Records shown:
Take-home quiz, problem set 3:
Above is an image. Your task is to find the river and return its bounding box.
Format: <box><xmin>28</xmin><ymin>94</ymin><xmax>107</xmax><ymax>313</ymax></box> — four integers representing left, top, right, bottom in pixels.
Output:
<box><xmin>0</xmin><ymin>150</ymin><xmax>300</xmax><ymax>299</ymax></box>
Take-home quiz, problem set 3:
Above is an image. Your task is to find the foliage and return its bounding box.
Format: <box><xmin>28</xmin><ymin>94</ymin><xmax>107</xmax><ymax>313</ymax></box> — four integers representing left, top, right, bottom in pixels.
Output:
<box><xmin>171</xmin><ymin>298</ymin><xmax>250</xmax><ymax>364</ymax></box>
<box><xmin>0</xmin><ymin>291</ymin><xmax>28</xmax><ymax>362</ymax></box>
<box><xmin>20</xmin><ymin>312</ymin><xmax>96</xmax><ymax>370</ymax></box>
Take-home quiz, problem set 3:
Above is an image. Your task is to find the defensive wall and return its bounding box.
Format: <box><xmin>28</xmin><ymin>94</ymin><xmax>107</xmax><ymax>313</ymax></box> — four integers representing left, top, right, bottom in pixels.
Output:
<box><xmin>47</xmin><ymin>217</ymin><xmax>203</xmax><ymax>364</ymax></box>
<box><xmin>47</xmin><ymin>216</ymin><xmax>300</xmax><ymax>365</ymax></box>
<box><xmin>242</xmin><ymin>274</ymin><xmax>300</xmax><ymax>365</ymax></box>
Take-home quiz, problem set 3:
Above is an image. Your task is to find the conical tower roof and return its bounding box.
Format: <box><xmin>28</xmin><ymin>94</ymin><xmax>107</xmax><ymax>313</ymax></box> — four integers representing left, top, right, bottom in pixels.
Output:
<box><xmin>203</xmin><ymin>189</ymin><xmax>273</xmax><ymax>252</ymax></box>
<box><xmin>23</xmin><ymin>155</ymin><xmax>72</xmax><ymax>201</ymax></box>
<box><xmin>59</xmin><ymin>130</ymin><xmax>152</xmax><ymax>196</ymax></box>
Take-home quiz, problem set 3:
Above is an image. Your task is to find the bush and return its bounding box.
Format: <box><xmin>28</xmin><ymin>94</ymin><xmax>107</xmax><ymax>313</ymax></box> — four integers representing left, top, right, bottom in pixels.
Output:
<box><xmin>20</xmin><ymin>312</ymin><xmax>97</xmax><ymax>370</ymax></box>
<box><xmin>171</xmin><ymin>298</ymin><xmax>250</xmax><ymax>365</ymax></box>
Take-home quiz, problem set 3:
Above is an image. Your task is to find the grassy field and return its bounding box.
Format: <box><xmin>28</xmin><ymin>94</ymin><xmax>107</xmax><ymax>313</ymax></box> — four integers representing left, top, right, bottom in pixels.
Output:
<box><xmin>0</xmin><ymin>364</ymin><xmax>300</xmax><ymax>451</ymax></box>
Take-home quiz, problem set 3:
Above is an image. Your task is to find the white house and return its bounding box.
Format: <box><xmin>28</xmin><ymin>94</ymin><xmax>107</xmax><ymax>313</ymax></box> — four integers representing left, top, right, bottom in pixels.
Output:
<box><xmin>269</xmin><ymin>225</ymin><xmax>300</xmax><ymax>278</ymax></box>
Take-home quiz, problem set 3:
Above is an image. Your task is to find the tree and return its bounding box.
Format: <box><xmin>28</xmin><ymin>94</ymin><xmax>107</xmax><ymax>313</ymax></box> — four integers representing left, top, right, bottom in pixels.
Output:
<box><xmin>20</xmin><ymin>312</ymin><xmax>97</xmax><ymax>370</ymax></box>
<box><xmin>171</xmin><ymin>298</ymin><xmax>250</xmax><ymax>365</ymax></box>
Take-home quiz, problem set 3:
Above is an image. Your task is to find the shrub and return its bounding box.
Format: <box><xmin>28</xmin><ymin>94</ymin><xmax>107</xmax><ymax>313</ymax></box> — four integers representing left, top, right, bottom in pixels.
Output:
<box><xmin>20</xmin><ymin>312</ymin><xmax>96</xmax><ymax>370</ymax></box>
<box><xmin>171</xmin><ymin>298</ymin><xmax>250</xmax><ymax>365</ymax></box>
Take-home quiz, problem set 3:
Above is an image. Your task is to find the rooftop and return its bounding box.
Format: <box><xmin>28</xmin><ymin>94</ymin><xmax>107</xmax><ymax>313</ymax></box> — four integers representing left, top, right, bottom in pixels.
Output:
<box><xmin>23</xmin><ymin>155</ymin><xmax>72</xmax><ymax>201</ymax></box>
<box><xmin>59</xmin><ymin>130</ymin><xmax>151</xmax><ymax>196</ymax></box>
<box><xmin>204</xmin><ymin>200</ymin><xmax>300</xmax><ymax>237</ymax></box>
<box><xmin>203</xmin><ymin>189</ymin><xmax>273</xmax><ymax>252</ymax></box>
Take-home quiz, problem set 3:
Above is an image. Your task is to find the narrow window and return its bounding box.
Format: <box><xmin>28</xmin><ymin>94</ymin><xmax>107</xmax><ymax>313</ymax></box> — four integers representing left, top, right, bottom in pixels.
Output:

Task instructions: Give all of the entries above as a JSON list of strings, one string per line, with blank lines left out.

The solution:
[
  "Take-home quiz, problem set 3:",
  "Above is an image. Your task is to find the river and return its bounding box.",
  "Format: <box><xmin>28</xmin><ymin>94</ymin><xmax>107</xmax><ymax>313</ymax></box> — four integers representing left, top, right, bottom in pixels.",
  "Output:",
  "<box><xmin>0</xmin><ymin>150</ymin><xmax>300</xmax><ymax>299</ymax></box>",
  "Take-home quiz, problem set 3:",
  "Above is an image. Your task is to find the foliage and return its bounding box.",
  "Format: <box><xmin>28</xmin><ymin>94</ymin><xmax>107</xmax><ymax>313</ymax></box> — four integers representing left, top, right, bottom in pixels.",
  "Output:",
  "<box><xmin>171</xmin><ymin>298</ymin><xmax>250</xmax><ymax>364</ymax></box>",
  "<box><xmin>0</xmin><ymin>291</ymin><xmax>28</xmax><ymax>362</ymax></box>",
  "<box><xmin>20</xmin><ymin>312</ymin><xmax>96</xmax><ymax>370</ymax></box>",
  "Take-home quiz, problem set 3:",
  "Above is an image. Your task is to find the defensive wall and return its bounding box.",
  "Format: <box><xmin>28</xmin><ymin>94</ymin><xmax>107</xmax><ymax>313</ymax></box> — four integers representing left, top, right, bottom in pixels.",
  "Output:",
  "<box><xmin>47</xmin><ymin>217</ymin><xmax>203</xmax><ymax>364</ymax></box>",
  "<box><xmin>47</xmin><ymin>216</ymin><xmax>300</xmax><ymax>365</ymax></box>",
  "<box><xmin>242</xmin><ymin>274</ymin><xmax>300</xmax><ymax>365</ymax></box>",
  "Take-home quiz, problem set 3:",
  "Above is an image. Your task is to find the conical tower roof and return its bounding box.",
  "Format: <box><xmin>28</xmin><ymin>94</ymin><xmax>107</xmax><ymax>313</ymax></box> — four integers representing left, top, right, bottom in pixels.",
  "Output:",
  "<box><xmin>203</xmin><ymin>189</ymin><xmax>273</xmax><ymax>252</ymax></box>",
  "<box><xmin>23</xmin><ymin>155</ymin><xmax>72</xmax><ymax>201</ymax></box>",
  "<box><xmin>59</xmin><ymin>130</ymin><xmax>152</xmax><ymax>196</ymax></box>",
  "Take-home quiz, problem set 3:",
  "Above is an image. Your task is to find the bush and return its bounding box.",
  "Format: <box><xmin>28</xmin><ymin>94</ymin><xmax>107</xmax><ymax>313</ymax></box> — four integers representing left, top, right, bottom in pixels.",
  "Output:",
  "<box><xmin>20</xmin><ymin>312</ymin><xmax>97</xmax><ymax>370</ymax></box>",
  "<box><xmin>171</xmin><ymin>298</ymin><xmax>250</xmax><ymax>365</ymax></box>",
  "Take-home quiz, problem set 3:",
  "Above is an image. Your task is to find the grassy field and return its bounding box.",
  "Format: <box><xmin>28</xmin><ymin>94</ymin><xmax>107</xmax><ymax>313</ymax></box> — four integers representing left, top, right, bottom in pixels.",
  "Output:",
  "<box><xmin>0</xmin><ymin>364</ymin><xmax>300</xmax><ymax>451</ymax></box>",
  "Take-home quiz, problem set 3:",
  "Above is an image. Your task is to find the white house and return its bounding box.",
  "Format: <box><xmin>28</xmin><ymin>94</ymin><xmax>107</xmax><ymax>313</ymax></box> — four integers representing left, top, right, bottom in pixels.",
  "Output:",
  "<box><xmin>269</xmin><ymin>225</ymin><xmax>300</xmax><ymax>278</ymax></box>",
  "Take-home quiz, problem set 3:",
  "Above is an image. Your task is to find the tree and return its bounding box.",
  "Format: <box><xmin>28</xmin><ymin>94</ymin><xmax>107</xmax><ymax>313</ymax></box> — four integers representing left, top, right, bottom in pixels.",
  "Output:",
  "<box><xmin>20</xmin><ymin>312</ymin><xmax>97</xmax><ymax>370</ymax></box>",
  "<box><xmin>171</xmin><ymin>298</ymin><xmax>250</xmax><ymax>365</ymax></box>",
  "Take-home quiz, problem set 3:",
  "Above is an image. Your task is to find the shrub and return its bounding box.",
  "Format: <box><xmin>28</xmin><ymin>94</ymin><xmax>107</xmax><ymax>313</ymax></box> — four integers representing left, top, right, bottom in pixels.",
  "Output:",
  "<box><xmin>20</xmin><ymin>312</ymin><xmax>96</xmax><ymax>370</ymax></box>",
  "<box><xmin>171</xmin><ymin>298</ymin><xmax>250</xmax><ymax>365</ymax></box>",
  "Take-home quiz, problem set 3:",
  "Above is an image. Your task is to find the rooftop and return its bounding box.",
  "Format: <box><xmin>28</xmin><ymin>94</ymin><xmax>107</xmax><ymax>313</ymax></box> — four integers representing left, top, right, bottom in pixels.",
  "Output:",
  "<box><xmin>23</xmin><ymin>155</ymin><xmax>72</xmax><ymax>201</ymax></box>",
  "<box><xmin>59</xmin><ymin>130</ymin><xmax>151</xmax><ymax>196</ymax></box>",
  "<box><xmin>204</xmin><ymin>200</ymin><xmax>300</xmax><ymax>237</ymax></box>",
  "<box><xmin>203</xmin><ymin>189</ymin><xmax>273</xmax><ymax>252</ymax></box>",
  "Take-home quiz, problem set 3:",
  "Above is an image. Your task is to find the narrow window and return its bounding box.",
  "Format: <box><xmin>28</xmin><ymin>94</ymin><xmax>107</xmax><ymax>313</ymax></box> — four integers representing left, top, right, bottom in pixels.",
  "Output:"
]